++++ Source ++++
Appeal by the defendant from a judgment of the Supreme Court, Queens County (Appelman, J.), rendered October 18, 1991, convicting him of criminal sale of a controlled substance in the third degree, criminal possession of a controlled substance in the third degree, and criminal possession of a controlled substance in the fifth degree, upon a jury verdict, and imposing sen*707tence. The appeal brings up for review the denial, after a hearing, of that branch of the defendant’s omnibus motion which was to suppress physical evidence.
Ordered that the judgment is affirmed.
The defendant failed to raise any objection during the suppression hearing regarding the seizure of pre-recorded money. Accordingly, his contention that the arresting officer did not have probable cause to arrest the defendant—and therefore, that the hearing court erred in permitting this evidence to be admitted—was not preserved for appellate review (see, CPL 470.05 [2]; see also, People v Stahl, 53 NY2d 1048, 1050; People v Cornelius, 107 AD2d 757). In any event, the contention is without merit, since the record clearly indicates that the arresting officer, who testified at the pretrial hearing, not only received a sufficiently specific description of the defendant before the arrest, but also saw the defendant both before and after the buy (see, People v Dodt, 61 NY2d 408; see also, People v Landry, 187 AD2d 732; People v Ward, 182 AD2d 573).
++++ Listing ++++
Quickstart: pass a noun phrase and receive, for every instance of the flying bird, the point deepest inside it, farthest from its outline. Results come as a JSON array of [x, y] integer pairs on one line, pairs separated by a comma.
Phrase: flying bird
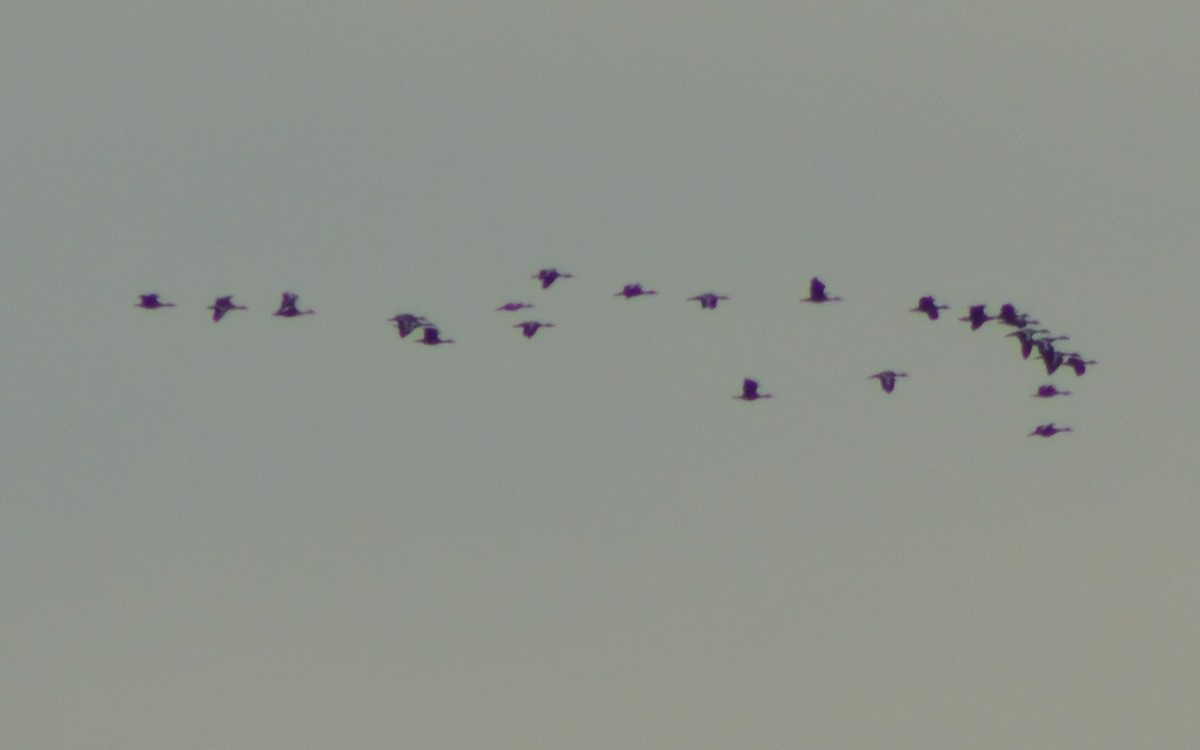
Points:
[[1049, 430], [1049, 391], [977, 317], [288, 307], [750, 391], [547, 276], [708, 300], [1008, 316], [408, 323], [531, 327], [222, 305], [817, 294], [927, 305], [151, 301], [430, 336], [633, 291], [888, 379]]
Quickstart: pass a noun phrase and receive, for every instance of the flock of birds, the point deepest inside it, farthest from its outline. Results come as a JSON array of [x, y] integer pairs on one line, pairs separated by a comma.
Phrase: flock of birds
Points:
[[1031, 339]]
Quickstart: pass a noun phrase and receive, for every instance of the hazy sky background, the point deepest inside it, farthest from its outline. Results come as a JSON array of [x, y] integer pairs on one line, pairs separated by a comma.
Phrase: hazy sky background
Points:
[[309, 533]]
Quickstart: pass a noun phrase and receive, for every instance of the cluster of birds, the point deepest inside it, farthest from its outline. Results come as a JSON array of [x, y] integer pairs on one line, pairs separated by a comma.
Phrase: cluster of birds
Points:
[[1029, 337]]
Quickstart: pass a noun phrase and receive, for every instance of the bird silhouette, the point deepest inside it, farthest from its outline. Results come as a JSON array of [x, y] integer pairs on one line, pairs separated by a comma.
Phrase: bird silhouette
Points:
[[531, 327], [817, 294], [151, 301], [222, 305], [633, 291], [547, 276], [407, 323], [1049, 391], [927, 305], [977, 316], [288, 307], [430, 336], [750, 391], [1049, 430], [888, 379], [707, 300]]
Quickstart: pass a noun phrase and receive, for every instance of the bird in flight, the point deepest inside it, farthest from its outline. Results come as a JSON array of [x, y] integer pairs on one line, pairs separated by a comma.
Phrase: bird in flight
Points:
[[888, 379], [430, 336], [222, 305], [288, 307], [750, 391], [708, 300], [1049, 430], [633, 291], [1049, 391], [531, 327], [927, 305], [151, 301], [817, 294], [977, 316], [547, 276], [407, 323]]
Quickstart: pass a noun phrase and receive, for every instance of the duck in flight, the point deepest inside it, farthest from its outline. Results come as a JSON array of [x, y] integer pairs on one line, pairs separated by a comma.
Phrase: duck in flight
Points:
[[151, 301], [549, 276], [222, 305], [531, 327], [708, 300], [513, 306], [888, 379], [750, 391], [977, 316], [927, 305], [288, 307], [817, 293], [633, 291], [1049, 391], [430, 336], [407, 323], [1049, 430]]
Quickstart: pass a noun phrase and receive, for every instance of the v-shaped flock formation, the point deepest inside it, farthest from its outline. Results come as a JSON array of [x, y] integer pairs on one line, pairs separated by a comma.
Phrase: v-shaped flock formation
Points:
++++
++++ Listing ++++
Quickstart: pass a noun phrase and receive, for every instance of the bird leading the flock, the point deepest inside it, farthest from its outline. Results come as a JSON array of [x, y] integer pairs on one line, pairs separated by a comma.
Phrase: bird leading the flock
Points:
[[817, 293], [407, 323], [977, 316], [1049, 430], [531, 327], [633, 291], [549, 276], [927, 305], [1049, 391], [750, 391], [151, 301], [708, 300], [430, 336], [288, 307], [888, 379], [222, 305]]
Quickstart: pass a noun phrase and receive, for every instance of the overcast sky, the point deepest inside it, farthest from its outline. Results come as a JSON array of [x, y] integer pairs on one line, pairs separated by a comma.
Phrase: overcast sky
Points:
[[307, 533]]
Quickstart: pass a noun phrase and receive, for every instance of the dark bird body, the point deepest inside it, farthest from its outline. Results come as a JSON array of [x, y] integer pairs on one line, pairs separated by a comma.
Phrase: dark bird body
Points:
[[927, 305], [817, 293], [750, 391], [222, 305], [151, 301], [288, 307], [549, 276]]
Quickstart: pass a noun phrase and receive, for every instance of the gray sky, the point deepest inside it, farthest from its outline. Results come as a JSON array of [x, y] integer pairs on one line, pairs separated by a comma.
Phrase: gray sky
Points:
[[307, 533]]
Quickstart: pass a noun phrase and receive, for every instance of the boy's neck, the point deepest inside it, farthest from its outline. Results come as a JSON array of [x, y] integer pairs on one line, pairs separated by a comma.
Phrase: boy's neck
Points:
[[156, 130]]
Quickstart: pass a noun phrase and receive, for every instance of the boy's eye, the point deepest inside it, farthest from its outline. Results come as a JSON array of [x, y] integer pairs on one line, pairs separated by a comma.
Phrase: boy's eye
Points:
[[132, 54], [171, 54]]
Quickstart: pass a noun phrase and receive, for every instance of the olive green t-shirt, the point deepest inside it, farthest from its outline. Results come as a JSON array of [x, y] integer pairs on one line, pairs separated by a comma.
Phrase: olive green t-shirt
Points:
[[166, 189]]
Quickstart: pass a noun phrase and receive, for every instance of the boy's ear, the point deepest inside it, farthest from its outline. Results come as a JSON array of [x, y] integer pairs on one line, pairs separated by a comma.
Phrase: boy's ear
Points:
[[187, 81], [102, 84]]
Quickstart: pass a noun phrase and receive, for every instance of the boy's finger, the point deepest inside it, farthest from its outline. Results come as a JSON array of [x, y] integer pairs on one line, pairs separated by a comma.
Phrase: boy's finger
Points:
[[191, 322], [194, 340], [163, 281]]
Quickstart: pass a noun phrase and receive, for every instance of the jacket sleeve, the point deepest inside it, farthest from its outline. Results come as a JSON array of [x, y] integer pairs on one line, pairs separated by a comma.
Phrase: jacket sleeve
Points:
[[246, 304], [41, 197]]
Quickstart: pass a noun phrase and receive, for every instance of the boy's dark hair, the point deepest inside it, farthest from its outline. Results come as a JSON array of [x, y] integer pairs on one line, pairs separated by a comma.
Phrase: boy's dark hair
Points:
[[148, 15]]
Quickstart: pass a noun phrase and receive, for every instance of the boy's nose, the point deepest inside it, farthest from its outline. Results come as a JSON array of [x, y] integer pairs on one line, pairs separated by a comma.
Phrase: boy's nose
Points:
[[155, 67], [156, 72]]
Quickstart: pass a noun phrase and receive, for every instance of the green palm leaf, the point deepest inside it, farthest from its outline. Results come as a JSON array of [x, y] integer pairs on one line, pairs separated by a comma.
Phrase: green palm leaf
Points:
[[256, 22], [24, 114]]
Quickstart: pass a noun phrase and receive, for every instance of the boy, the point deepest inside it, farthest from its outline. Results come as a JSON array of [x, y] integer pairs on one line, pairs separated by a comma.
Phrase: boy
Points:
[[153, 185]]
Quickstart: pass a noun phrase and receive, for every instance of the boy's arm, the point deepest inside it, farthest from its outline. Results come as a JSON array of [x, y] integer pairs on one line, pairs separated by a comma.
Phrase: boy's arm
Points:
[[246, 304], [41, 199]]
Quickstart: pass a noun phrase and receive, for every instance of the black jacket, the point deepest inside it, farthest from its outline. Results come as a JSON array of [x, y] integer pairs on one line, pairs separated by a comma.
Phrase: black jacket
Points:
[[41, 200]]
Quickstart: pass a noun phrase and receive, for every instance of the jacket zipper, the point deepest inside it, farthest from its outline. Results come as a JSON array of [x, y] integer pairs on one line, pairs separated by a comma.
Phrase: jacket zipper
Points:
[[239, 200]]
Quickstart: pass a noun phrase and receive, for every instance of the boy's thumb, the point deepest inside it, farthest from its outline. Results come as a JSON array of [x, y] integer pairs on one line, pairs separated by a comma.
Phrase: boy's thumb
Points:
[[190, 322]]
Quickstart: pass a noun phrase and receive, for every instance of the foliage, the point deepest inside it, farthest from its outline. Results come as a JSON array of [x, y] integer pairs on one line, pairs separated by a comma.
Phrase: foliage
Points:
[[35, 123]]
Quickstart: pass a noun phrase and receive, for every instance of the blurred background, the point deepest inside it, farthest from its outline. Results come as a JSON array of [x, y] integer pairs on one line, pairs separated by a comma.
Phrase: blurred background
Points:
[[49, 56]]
++++
++++ Listing ++++
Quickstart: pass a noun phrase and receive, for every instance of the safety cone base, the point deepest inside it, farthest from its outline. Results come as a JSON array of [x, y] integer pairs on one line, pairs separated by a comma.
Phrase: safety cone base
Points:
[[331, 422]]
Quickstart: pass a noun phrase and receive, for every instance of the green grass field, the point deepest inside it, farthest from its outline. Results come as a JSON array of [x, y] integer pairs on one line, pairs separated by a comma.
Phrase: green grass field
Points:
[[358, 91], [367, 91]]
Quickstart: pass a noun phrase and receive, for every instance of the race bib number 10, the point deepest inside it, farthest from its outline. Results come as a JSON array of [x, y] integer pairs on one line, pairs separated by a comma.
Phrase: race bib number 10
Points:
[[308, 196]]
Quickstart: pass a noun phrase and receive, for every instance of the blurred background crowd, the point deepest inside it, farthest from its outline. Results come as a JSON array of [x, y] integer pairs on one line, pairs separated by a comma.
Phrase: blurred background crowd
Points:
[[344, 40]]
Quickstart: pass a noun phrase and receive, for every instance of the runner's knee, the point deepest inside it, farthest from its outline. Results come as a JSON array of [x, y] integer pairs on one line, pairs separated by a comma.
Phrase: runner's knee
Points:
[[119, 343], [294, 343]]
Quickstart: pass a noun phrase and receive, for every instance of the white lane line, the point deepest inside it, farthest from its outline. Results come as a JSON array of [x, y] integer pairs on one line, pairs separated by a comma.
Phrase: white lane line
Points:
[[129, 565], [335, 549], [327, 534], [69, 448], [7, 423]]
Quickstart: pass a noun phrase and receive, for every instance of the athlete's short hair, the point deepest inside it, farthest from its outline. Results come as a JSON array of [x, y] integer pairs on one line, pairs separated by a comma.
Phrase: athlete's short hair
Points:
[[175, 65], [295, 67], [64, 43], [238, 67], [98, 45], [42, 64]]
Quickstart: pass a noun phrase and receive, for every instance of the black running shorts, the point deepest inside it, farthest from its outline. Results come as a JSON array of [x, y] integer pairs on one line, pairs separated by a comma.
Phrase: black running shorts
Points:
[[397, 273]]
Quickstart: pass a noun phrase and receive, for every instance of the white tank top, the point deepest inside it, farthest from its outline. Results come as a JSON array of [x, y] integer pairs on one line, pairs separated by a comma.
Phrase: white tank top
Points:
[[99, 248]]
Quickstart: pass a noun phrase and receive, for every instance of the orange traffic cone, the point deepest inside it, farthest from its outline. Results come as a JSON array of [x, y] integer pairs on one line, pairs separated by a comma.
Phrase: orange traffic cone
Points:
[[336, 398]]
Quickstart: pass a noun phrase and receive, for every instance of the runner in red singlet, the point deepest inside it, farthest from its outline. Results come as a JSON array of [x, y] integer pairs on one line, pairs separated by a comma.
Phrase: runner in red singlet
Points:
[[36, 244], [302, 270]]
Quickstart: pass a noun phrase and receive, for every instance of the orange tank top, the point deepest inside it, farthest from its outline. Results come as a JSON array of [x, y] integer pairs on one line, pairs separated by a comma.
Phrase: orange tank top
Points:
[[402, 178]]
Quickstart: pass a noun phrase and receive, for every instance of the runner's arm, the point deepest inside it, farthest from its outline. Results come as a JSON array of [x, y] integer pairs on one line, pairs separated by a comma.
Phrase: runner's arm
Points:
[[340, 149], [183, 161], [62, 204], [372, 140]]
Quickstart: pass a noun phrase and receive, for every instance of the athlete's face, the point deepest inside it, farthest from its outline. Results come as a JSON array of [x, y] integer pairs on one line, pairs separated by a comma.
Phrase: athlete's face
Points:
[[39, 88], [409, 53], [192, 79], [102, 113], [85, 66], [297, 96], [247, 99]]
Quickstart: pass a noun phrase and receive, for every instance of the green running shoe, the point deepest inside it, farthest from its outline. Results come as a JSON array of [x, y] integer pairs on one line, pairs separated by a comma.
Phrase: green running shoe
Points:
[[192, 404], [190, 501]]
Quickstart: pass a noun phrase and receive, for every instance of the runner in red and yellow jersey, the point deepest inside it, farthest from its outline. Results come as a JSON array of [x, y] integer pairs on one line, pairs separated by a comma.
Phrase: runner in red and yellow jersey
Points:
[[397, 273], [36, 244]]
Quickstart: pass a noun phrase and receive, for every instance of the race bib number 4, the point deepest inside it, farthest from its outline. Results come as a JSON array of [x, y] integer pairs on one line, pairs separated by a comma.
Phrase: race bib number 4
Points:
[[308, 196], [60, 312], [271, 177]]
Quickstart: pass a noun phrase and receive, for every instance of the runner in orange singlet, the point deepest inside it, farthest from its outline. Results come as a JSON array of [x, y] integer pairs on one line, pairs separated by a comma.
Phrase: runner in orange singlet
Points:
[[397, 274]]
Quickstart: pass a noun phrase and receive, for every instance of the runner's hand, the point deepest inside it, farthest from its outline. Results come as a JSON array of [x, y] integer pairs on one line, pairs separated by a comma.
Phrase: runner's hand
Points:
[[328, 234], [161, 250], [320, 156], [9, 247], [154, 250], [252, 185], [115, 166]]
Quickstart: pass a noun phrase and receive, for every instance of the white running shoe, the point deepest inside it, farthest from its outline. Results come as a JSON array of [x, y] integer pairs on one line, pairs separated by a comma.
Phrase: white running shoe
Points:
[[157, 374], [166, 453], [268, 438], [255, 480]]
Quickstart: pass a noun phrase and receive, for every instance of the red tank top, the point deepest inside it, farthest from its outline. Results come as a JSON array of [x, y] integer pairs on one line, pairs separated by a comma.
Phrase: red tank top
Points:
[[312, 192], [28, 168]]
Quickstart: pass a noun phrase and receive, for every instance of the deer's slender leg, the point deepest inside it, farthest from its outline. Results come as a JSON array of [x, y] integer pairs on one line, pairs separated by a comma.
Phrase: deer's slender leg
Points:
++++
**Goal:** Please transcribe the court decision word for word, taking everything from "Ordered that the" down to "182 AD2d 573).".

**The completed task:**
Ordered that the judgment is affirmed.
The defendant failed to raise any objection during the suppression hearing regarding the seizure of pre-recorded money. Accordingly, his contention that the arresting officer did not have probable cause to arrest the defendant—and therefore, that the hearing court erred in permitting this evidence to be admitted—was not preserved for appellate review (see, CPL 470.05 [2]; see also, People v Stahl, 53 NY2d 1048, 1050; People v Cornelius, 107 AD2d 757). In any event, the contention is without merit, since the record clearly indicates that the arresting officer, who testified at the pretrial hearing, not only received a sufficiently specific description of the defendant before the arrest, but also saw the defendant both before and after the buy (see, People v Dodt, 61 NY2d 408; see also, People v Landry, 187 AD2d 732; People v Ward, 182 AD2d 573).